Start of Block
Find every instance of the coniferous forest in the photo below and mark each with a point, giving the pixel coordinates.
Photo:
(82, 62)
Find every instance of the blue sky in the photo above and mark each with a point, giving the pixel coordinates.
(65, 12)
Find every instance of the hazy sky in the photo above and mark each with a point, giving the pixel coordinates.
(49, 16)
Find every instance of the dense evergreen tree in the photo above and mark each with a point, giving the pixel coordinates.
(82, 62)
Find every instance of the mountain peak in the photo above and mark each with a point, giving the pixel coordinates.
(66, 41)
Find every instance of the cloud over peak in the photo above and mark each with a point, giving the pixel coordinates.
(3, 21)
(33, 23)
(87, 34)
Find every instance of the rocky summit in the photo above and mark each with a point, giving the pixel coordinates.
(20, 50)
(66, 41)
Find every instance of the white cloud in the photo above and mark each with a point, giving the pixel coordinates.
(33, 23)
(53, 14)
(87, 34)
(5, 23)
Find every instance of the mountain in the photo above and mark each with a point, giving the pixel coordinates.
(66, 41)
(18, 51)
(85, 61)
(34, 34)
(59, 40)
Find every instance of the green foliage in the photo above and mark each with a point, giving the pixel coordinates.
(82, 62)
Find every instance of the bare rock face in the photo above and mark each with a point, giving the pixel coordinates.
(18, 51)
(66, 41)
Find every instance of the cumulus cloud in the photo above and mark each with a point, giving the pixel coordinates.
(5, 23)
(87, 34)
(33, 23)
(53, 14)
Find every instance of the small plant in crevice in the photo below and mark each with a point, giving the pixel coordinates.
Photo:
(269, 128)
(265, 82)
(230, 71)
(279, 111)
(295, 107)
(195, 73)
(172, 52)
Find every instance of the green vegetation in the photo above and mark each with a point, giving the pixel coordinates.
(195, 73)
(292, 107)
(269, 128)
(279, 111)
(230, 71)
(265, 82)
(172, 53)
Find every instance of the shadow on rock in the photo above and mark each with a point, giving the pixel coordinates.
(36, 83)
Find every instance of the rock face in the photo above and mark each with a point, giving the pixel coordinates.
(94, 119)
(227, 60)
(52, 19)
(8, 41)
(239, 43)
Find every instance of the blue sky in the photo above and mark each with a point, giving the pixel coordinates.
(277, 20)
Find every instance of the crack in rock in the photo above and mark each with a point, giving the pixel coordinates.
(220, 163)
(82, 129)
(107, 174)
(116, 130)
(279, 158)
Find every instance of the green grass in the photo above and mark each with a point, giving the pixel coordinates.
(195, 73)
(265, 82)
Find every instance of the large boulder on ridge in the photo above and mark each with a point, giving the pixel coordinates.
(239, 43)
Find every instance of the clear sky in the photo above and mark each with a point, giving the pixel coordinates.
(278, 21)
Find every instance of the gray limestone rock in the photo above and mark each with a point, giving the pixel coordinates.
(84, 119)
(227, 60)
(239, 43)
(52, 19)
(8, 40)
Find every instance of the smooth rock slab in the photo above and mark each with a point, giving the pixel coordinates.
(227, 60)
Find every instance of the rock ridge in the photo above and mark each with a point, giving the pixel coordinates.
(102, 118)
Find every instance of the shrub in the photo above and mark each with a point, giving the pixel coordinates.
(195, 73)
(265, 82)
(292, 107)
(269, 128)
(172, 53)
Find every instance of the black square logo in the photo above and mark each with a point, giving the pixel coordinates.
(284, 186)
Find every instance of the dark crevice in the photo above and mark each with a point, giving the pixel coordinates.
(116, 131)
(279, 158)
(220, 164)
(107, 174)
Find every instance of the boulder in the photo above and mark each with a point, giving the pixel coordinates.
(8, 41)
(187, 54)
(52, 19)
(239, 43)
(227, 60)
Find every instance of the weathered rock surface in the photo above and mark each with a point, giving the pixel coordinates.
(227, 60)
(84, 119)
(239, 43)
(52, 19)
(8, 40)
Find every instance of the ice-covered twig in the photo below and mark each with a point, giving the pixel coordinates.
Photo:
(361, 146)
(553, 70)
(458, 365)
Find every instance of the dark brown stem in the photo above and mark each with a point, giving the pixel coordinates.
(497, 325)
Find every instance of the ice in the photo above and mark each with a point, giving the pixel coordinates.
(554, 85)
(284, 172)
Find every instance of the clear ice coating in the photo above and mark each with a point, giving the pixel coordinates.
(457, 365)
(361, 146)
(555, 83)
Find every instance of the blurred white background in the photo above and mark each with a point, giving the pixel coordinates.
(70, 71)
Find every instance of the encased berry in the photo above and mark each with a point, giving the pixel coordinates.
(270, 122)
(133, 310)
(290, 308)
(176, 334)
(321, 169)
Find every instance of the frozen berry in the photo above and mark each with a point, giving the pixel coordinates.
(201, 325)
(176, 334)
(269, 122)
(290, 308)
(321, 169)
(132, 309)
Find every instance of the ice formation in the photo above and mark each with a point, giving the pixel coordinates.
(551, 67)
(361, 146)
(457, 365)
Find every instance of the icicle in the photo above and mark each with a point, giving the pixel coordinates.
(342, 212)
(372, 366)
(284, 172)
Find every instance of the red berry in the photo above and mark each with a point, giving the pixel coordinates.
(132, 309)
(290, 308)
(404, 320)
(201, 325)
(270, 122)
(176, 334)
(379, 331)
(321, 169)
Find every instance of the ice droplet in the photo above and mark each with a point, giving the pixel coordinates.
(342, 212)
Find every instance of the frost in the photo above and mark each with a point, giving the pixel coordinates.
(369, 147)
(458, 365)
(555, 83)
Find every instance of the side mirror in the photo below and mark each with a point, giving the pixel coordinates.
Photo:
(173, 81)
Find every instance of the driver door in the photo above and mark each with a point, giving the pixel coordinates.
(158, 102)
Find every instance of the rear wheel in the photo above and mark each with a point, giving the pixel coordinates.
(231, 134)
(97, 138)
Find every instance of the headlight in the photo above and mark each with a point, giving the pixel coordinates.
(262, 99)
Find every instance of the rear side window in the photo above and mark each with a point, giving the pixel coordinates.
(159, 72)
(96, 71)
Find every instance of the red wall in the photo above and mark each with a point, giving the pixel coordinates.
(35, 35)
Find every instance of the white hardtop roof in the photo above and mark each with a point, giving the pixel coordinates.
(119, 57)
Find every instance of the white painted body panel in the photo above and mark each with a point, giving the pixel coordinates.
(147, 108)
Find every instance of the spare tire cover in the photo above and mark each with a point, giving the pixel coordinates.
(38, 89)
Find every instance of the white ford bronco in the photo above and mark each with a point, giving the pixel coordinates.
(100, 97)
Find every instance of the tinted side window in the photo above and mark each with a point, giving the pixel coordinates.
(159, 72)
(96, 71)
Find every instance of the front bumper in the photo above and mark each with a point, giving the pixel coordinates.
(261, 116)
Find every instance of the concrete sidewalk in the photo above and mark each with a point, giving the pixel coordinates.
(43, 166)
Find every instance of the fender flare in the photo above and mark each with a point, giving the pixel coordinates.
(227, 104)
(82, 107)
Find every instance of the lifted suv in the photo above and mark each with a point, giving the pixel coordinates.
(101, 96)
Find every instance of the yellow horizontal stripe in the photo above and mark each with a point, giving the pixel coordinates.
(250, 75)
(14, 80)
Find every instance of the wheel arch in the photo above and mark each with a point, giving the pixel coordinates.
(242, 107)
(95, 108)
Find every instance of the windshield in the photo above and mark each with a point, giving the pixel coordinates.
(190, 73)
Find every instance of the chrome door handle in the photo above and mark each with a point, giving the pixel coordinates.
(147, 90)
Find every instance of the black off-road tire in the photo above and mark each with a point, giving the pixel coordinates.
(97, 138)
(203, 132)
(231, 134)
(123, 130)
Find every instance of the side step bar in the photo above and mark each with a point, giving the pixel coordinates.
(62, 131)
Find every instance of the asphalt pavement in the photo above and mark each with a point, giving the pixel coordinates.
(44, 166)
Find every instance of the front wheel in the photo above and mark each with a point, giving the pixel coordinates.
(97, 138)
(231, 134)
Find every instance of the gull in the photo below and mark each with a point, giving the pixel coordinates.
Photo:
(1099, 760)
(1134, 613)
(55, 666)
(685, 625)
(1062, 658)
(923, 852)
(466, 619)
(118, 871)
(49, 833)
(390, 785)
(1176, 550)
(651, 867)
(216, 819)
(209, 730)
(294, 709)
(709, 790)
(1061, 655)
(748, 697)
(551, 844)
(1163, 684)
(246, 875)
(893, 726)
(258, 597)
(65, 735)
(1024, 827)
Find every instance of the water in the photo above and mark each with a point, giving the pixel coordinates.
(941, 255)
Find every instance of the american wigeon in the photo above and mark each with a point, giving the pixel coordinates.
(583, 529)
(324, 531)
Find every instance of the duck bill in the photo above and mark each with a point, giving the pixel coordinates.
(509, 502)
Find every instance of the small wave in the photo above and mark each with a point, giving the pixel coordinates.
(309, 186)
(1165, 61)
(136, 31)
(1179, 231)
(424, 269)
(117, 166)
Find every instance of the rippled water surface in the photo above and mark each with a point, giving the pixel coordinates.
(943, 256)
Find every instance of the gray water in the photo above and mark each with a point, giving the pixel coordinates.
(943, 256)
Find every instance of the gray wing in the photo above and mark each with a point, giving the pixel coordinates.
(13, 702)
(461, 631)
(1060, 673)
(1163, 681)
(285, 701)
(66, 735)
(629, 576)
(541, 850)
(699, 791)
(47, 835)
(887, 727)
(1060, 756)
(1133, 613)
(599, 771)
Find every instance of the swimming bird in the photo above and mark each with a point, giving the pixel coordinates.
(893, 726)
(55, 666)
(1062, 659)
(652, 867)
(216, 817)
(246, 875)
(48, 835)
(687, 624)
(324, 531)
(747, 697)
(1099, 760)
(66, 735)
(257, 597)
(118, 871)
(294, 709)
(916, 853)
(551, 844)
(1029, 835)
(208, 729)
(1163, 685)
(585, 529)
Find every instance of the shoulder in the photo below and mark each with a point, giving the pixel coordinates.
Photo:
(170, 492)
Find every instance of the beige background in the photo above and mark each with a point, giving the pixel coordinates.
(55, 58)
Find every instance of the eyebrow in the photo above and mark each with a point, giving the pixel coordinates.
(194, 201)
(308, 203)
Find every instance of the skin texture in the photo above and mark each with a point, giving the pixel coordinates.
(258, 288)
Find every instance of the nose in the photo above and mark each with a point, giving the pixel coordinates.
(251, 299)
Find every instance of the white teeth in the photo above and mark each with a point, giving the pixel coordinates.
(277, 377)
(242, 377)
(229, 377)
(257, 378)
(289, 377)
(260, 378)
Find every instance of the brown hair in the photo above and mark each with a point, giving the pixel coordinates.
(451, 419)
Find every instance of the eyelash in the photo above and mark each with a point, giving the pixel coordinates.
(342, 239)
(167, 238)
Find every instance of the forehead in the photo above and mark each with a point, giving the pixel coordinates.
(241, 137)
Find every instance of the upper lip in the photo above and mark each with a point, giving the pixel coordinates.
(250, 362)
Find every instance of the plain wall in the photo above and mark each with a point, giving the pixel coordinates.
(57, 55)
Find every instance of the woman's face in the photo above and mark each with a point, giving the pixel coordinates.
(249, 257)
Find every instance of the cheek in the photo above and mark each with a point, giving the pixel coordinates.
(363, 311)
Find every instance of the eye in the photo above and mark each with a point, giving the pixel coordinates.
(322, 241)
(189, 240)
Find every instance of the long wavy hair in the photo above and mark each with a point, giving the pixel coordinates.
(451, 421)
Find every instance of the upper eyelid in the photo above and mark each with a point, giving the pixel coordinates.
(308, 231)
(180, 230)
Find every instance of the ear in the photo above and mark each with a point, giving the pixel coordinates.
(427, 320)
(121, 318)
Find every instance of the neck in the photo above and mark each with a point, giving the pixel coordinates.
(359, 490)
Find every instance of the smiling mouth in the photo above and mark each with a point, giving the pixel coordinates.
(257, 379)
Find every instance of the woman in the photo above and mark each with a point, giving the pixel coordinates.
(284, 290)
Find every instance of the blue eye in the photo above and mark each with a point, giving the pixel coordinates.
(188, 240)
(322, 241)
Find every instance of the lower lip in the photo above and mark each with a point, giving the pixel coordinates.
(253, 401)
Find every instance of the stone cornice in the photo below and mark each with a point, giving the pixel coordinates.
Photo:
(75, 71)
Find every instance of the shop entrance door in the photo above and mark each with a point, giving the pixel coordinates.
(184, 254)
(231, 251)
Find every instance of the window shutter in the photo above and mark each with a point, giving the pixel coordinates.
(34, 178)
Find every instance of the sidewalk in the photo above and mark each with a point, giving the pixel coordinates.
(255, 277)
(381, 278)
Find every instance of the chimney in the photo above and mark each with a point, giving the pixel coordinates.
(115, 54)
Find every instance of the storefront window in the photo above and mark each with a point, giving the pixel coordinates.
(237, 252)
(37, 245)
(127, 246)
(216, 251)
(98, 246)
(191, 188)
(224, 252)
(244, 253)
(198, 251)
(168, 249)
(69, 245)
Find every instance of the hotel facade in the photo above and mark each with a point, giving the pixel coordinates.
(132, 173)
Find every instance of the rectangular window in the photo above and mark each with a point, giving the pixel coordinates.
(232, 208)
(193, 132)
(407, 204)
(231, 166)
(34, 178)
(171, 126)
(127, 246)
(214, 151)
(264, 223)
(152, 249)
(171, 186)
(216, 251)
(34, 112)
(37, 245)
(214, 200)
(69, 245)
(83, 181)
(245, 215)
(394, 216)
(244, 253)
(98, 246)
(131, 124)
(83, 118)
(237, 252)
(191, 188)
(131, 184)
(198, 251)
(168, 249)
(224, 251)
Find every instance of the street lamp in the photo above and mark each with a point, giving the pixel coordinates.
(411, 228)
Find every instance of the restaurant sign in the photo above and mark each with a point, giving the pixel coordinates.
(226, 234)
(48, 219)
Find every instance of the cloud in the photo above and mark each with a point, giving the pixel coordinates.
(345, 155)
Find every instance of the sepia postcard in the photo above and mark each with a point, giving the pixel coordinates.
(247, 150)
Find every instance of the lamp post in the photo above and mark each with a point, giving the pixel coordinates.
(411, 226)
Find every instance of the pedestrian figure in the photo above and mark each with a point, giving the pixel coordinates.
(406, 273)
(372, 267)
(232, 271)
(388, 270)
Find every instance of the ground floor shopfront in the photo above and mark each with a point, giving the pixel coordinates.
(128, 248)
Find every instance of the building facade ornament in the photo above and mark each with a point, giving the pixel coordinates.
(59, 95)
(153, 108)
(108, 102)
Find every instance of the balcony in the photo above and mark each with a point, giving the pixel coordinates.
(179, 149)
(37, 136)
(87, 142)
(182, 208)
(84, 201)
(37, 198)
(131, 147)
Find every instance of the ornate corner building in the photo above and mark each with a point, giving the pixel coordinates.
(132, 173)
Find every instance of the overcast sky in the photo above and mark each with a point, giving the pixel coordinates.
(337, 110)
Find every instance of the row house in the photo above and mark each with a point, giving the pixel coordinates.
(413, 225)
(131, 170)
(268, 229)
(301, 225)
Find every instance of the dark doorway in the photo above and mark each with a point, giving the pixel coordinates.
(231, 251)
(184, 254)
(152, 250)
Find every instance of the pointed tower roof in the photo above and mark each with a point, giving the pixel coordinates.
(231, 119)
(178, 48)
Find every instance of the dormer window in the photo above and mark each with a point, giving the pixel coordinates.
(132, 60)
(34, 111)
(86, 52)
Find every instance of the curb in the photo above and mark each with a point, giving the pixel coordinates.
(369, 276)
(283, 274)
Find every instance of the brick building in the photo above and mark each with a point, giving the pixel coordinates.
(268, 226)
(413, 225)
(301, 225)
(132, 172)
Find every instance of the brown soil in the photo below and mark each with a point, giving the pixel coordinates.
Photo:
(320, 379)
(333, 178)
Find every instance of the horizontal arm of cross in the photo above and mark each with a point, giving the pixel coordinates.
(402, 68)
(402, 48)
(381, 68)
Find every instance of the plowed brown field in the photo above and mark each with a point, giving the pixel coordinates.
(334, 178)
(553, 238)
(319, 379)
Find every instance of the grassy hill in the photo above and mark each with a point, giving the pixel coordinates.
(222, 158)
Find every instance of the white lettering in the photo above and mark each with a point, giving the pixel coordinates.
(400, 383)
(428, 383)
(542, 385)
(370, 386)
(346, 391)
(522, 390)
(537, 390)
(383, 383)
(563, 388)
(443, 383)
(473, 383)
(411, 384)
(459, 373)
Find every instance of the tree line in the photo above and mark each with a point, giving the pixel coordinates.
End of Block
_Activity:_ Which lines above contain the word "below"? Copy all of them.

_Result of the exercise:_
Find every instance of the coniferous forest in the photo below and mark each with a point, giving the pixel coordinates.
Find every instance of the small plant in crevice in the photo below and mark each with a point, giving the pixel coordinates.
Find every instance of the ice-covered twig in the photo below and mark each with a point, giving the pixel coordinates.
Find every instance of the side mirror in the photo below and mark each with a point, giving the pixel coordinates.
Find every instance of the gull in the photo below and mark each with a point, giving the pixel coordinates.
Find every instance of the shoulder in the photo below and mark each with a point, giving the pixel coordinates.
Find every instance of the stone cornice in the photo below and mark each with a point, giving the pixel coordinates.
Find every instance of the brown soil in the photo below and mark each with a point, giving the pixel coordinates.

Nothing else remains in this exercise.